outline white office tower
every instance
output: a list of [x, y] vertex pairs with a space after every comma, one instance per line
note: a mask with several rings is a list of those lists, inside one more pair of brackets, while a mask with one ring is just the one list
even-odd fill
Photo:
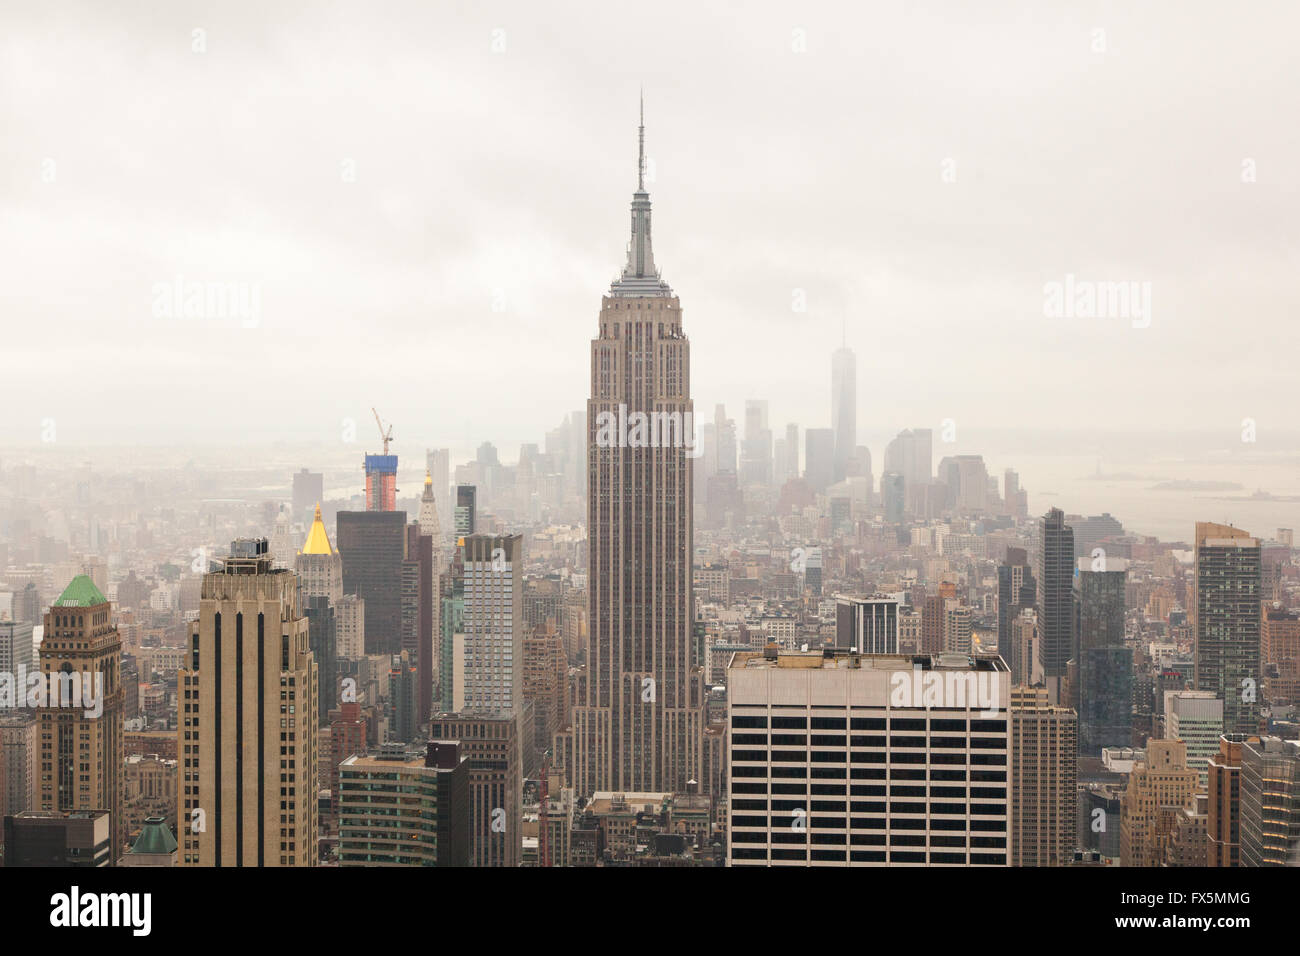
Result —
[[742, 652], [728, 866], [1006, 866], [998, 657]]

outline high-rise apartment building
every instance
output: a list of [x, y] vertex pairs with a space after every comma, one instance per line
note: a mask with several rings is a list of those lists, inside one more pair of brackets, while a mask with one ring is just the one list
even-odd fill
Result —
[[38, 741], [30, 710], [0, 711], [0, 820], [36, 809]]
[[1223, 700], [1226, 733], [1260, 729], [1260, 544], [1240, 528], [1196, 523], [1194, 686]]
[[1011, 651], [1024, 670], [1029, 686], [1043, 682], [1043, 659], [1038, 646], [1038, 614], [1023, 608], [1011, 621]]
[[1021, 660], [1017, 642], [1011, 640], [1011, 622], [1025, 608], [1034, 606], [1036, 594], [1025, 549], [1007, 548], [1006, 559], [998, 565], [998, 653], [1007, 662], [1016, 685], [1030, 681], [1028, 662]]
[[36, 809], [107, 810], [116, 863], [126, 842], [122, 642], [112, 605], [84, 574], [45, 615], [40, 669], [47, 692], [36, 708]]
[[969, 654], [975, 635], [975, 610], [949, 599], [943, 612], [943, 649], [954, 654]]
[[[642, 126], [642, 162], [644, 134]], [[700, 773], [704, 687], [691, 638], [693, 460], [685, 447], [694, 417], [690, 342], [650, 235], [639, 169], [627, 264], [601, 301], [591, 342], [589, 640], [570, 770], [582, 794], [685, 791]], [[602, 431], [634, 416], [660, 424], [652, 440], [610, 440], [611, 429]]]
[[461, 539], [461, 710], [515, 713], [523, 704], [523, 546], [517, 534]]
[[1074, 857], [1078, 718], [1044, 687], [1011, 690], [1011, 865], [1065, 866]]
[[[425, 486], [426, 494], [429, 491]], [[402, 561], [402, 650], [416, 671], [416, 726], [423, 727], [433, 713], [434, 621], [437, 598], [434, 584], [434, 539], [419, 524], [406, 526], [406, 557]]]
[[296, 575], [231, 542], [177, 671], [180, 866], [316, 864], [318, 679]]
[[334, 608], [338, 629], [339, 659], [357, 660], [366, 653], [366, 602], [356, 594], [344, 594]]
[[941, 594], [928, 594], [921, 604], [921, 653], [942, 654], [946, 600]]
[[1053, 703], [1060, 699], [1066, 665], [1074, 657], [1074, 532], [1065, 512], [1053, 508], [1043, 516], [1035, 554], [1038, 588], [1038, 635], [1043, 675]]
[[1005, 866], [997, 657], [737, 653], [729, 866]]

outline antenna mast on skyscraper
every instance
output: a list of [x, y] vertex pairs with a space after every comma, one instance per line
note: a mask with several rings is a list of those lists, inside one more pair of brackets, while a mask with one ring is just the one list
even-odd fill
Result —
[[638, 130], [636, 191], [645, 192], [645, 88], [641, 89], [641, 126]]

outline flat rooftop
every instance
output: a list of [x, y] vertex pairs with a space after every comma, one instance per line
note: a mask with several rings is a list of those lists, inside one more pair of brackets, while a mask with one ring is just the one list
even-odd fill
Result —
[[817, 651], [738, 651], [728, 670], [876, 670], [1007, 671], [997, 655], [985, 654], [855, 654], [826, 648]]

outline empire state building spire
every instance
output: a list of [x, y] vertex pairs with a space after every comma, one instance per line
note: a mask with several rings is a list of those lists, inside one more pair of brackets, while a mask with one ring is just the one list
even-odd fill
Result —
[[[692, 638], [695, 406], [682, 304], [650, 255], [645, 125], [627, 268], [601, 298], [587, 400], [587, 643], [569, 727], [555, 735], [584, 796], [686, 793], [705, 746]], [[619, 422], [680, 421], [648, 442]], [[688, 447], [689, 446], [689, 447]]]
[[645, 98], [641, 99], [641, 125], [637, 130], [636, 192], [632, 194], [632, 240], [627, 245], [623, 275], [609, 287], [613, 296], [665, 296], [673, 290], [659, 278], [650, 243], [650, 194], [645, 188]]

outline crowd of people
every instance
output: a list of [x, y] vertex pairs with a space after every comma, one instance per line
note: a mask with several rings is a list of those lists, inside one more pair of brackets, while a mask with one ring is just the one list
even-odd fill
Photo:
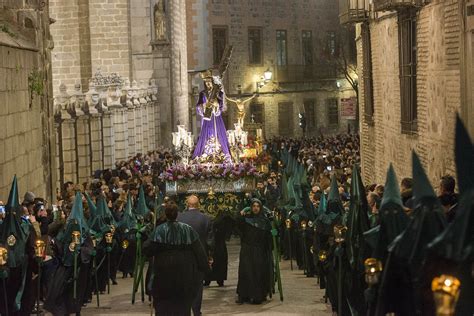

What this task involves – The listing is to be repeated word for word, with all pictures omitted.

Solution to the problem –
outline white office tower
every instance
output: a list of [x, y] vertex pairs with a space after every comma, one instance per line
note: a mask with several rings is a list of those lists, inside one more pair of brackets, while a mask with one ring is just the one list
even-odd fill
Photo:
Result —
[[742, 652], [728, 866], [1006, 866], [998, 657]]

outline high-rise apartment building
every instance
output: a list of [x, y] vertex pairs with a space after every comma, one instance per line
note: a mask with several rings is a list of those lists, inside one more pair of brackets, while a mask with one ring is just the one list
even-odd fill
Result —
[[38, 741], [30, 710], [0, 711], [0, 820], [36, 809]]
[[1223, 700], [1226, 733], [1260, 729], [1260, 544], [1240, 528], [1196, 523], [1194, 686]]
[[1011, 651], [1024, 670], [1029, 686], [1043, 682], [1043, 659], [1038, 646], [1038, 614], [1023, 608], [1011, 621]]
[[1021, 660], [1017, 642], [1011, 640], [1011, 622], [1025, 608], [1034, 606], [1036, 594], [1025, 549], [1007, 548], [1006, 559], [998, 565], [998, 653], [1007, 662], [1016, 685], [1030, 681], [1028, 662]]
[[36, 809], [107, 810], [116, 863], [126, 842], [122, 642], [112, 605], [84, 574], [45, 615], [40, 669], [47, 692], [36, 708]]
[[969, 654], [975, 635], [975, 610], [949, 599], [943, 612], [943, 649], [954, 654]]
[[[642, 126], [642, 162], [644, 134]], [[700, 773], [704, 687], [691, 638], [693, 460], [685, 447], [694, 417], [690, 342], [650, 235], [639, 169], [627, 264], [601, 301], [591, 342], [589, 640], [570, 770], [582, 794], [685, 791]], [[602, 431], [634, 416], [660, 424], [652, 440], [610, 440], [611, 429]]]
[[461, 539], [461, 710], [515, 713], [523, 704], [523, 546], [517, 534]]
[[1074, 857], [1078, 718], [1044, 687], [1011, 690], [1011, 865], [1065, 866]]
[[[425, 486], [426, 494], [429, 491]], [[402, 561], [402, 650], [416, 671], [416, 726], [423, 727], [433, 713], [434, 621], [437, 598], [434, 584], [434, 539], [419, 524], [406, 526], [406, 557]]]
[[296, 575], [231, 542], [177, 671], [180, 866], [316, 864], [318, 679]]
[[334, 608], [338, 629], [339, 659], [357, 660], [366, 653], [366, 602], [356, 594], [344, 594]]
[[941, 594], [928, 594], [921, 604], [921, 653], [942, 654], [946, 600]]
[[1053, 703], [1060, 699], [1066, 665], [1074, 657], [1074, 532], [1065, 512], [1053, 508], [1043, 516], [1035, 554], [1038, 588], [1038, 635], [1043, 675]]
[[1005, 866], [997, 657], [737, 653], [729, 866]]

outline antenna mast on skyscraper
every instance
output: a list of [x, y] vertex pairs with a space after every comma, one instance per line
note: a mask with several rings is a list of those lists, inside one more pair of brackets, while a mask with one ring is just the one list
even-odd fill
Result —
[[638, 130], [636, 191], [645, 192], [645, 88], [641, 89], [641, 126]]

outline flat rooftop
every instance
output: a list of [x, y] vertex pairs with a space after every comma, one instance per line
note: a mask with several rings is a list of those lists, inside one more pair of brackets, while a mask with one ring is just the one list
even-odd fill
Result —
[[817, 651], [738, 651], [728, 670], [876, 670], [1007, 671], [997, 655], [985, 654], [855, 654], [826, 648]]

outline empire state building spire
every instance
output: a list of [x, y] vertex pairs with a space after every comma, one instance per line
note: a mask with several rings is a list of those lists, inside one more pair of brackets, while a mask with one ring is just the one list
even-odd fill
Result —
[[[692, 638], [695, 406], [682, 304], [650, 255], [645, 125], [627, 268], [601, 298], [587, 400], [587, 643], [569, 727], [555, 735], [584, 796], [686, 793], [705, 746]], [[619, 422], [680, 421], [648, 442]], [[688, 447], [689, 446], [689, 447]]]
[[645, 98], [641, 99], [641, 125], [637, 130], [636, 192], [632, 194], [632, 240], [627, 245], [623, 275], [609, 287], [613, 296], [665, 296], [673, 290], [659, 278], [650, 243], [650, 194], [645, 188]]

outline crowd of people
every instance
output: a list of [x, y] vertex pairs with a space after every comma, one instance per line
note: a mask with several rings is a list of those lists, inside one more pair of brackets, while a mask with one ring is just the one list
even-odd fill
Photo:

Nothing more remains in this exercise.